◆ Work instruction
Wherever "speckle" turns up in the entries, copy out the line that holds it.

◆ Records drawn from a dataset

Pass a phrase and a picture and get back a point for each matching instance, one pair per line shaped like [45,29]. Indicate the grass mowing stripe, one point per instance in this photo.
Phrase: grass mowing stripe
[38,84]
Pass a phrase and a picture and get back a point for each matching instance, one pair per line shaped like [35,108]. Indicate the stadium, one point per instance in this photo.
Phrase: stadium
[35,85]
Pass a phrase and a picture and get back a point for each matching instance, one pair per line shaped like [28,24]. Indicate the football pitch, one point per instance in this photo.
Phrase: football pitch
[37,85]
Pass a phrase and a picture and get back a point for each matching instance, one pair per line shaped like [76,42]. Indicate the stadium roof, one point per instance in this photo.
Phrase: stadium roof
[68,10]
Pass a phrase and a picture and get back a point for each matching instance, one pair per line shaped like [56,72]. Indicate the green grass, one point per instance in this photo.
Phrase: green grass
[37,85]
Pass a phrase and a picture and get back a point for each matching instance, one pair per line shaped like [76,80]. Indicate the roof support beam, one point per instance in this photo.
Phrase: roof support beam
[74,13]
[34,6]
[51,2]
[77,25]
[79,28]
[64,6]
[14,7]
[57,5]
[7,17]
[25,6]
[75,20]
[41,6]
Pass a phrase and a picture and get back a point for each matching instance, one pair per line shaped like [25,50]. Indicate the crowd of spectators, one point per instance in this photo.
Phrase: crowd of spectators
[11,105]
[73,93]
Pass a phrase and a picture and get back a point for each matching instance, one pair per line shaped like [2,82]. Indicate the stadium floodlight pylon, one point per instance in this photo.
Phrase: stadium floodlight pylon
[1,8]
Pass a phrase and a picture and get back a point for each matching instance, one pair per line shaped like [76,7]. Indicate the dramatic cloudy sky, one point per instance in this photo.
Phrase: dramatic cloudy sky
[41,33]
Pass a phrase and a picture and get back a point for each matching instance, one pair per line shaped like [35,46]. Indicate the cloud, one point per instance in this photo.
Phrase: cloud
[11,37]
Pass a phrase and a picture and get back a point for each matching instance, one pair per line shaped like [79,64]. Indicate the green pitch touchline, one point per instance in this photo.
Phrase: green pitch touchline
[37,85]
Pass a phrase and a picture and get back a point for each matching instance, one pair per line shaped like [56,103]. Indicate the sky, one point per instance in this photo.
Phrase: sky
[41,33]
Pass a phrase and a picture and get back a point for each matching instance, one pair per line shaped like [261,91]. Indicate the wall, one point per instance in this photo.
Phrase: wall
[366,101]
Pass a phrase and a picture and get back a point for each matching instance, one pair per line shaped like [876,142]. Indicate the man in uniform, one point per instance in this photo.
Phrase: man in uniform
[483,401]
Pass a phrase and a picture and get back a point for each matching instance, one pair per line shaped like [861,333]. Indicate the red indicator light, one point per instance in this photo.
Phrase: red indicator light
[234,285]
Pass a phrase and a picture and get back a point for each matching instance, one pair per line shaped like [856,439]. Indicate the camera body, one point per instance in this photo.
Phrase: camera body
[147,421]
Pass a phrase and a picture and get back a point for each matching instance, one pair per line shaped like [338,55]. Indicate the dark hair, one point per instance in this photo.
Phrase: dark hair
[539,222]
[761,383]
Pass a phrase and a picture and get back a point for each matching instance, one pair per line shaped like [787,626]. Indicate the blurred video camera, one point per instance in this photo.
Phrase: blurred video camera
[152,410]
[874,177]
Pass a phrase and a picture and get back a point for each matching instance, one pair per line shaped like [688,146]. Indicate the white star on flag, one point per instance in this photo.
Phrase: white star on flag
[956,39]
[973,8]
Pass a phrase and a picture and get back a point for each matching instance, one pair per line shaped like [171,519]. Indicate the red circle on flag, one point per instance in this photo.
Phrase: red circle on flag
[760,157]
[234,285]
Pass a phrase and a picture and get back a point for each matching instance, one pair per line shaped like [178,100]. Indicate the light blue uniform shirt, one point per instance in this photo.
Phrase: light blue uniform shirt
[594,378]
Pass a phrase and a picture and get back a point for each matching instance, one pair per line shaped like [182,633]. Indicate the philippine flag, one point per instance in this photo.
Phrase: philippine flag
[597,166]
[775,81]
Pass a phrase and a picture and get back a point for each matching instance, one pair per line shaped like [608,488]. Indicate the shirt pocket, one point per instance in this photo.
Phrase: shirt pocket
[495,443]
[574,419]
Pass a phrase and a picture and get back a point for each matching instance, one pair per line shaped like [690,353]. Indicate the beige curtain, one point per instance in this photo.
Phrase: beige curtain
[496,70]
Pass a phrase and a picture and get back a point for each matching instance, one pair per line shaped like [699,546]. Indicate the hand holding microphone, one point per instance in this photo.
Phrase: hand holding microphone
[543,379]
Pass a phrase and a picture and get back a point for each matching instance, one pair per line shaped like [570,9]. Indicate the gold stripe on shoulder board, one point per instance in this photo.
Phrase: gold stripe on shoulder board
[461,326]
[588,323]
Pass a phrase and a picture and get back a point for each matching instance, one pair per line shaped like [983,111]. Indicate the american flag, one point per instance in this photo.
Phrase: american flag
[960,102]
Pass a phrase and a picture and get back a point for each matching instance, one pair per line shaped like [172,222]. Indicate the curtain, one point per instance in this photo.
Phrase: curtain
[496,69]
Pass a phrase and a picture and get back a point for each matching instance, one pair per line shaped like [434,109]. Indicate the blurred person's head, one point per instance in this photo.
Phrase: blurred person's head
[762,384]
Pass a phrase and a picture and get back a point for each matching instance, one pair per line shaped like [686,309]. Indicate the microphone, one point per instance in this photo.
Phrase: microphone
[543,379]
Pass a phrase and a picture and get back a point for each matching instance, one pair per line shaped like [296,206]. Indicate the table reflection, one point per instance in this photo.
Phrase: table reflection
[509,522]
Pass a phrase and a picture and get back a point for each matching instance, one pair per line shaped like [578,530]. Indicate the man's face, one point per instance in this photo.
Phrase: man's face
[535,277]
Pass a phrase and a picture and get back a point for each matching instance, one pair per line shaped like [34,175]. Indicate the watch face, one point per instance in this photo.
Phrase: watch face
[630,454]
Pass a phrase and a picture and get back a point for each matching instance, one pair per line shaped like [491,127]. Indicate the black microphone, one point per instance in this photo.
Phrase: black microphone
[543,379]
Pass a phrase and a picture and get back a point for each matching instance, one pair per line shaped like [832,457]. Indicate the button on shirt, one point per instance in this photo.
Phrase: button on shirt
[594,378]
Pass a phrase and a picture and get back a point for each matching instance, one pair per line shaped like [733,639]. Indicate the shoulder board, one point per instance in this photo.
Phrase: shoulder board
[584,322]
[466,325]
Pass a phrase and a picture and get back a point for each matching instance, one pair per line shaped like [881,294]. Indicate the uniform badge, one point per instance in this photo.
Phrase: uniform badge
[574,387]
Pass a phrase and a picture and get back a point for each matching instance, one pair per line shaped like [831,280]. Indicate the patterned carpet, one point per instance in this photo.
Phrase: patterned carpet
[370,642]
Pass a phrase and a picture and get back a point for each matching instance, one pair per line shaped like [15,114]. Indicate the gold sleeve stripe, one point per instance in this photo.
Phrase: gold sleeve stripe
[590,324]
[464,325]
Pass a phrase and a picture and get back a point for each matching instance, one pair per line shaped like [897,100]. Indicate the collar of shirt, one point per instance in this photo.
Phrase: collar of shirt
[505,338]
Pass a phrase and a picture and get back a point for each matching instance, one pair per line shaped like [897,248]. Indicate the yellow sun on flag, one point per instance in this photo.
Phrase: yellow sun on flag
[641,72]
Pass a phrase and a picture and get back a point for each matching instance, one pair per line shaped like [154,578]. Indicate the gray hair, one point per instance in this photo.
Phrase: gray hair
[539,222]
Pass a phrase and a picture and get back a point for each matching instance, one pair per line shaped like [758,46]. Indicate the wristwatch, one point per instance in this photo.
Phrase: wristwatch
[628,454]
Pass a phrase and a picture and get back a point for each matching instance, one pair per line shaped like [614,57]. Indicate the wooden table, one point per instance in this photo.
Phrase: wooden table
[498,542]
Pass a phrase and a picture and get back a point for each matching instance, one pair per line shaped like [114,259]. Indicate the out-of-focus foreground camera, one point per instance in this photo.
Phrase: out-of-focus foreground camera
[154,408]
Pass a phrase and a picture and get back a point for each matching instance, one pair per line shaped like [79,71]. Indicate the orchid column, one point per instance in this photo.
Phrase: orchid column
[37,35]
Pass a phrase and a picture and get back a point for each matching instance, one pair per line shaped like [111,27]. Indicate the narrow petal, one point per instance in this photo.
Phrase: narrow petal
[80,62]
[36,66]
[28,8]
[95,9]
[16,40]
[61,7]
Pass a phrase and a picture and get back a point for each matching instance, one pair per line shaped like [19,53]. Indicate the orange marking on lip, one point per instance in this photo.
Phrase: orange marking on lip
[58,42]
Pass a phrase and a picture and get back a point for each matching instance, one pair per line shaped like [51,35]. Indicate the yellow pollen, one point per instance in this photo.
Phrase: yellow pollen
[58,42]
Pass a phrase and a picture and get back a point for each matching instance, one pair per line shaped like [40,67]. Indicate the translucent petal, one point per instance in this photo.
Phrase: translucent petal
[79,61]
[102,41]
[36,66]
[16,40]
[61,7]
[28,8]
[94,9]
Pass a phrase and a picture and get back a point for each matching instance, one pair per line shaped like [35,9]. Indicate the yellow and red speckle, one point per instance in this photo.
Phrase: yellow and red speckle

◆ Expected answer
Pass a phrase and a picture and get back a point for each matching instance, one pair per line shaped like [35,9]. Indicate the yellow and red speckle, one point per instance in this photo.
Phrase: yellow and red speckle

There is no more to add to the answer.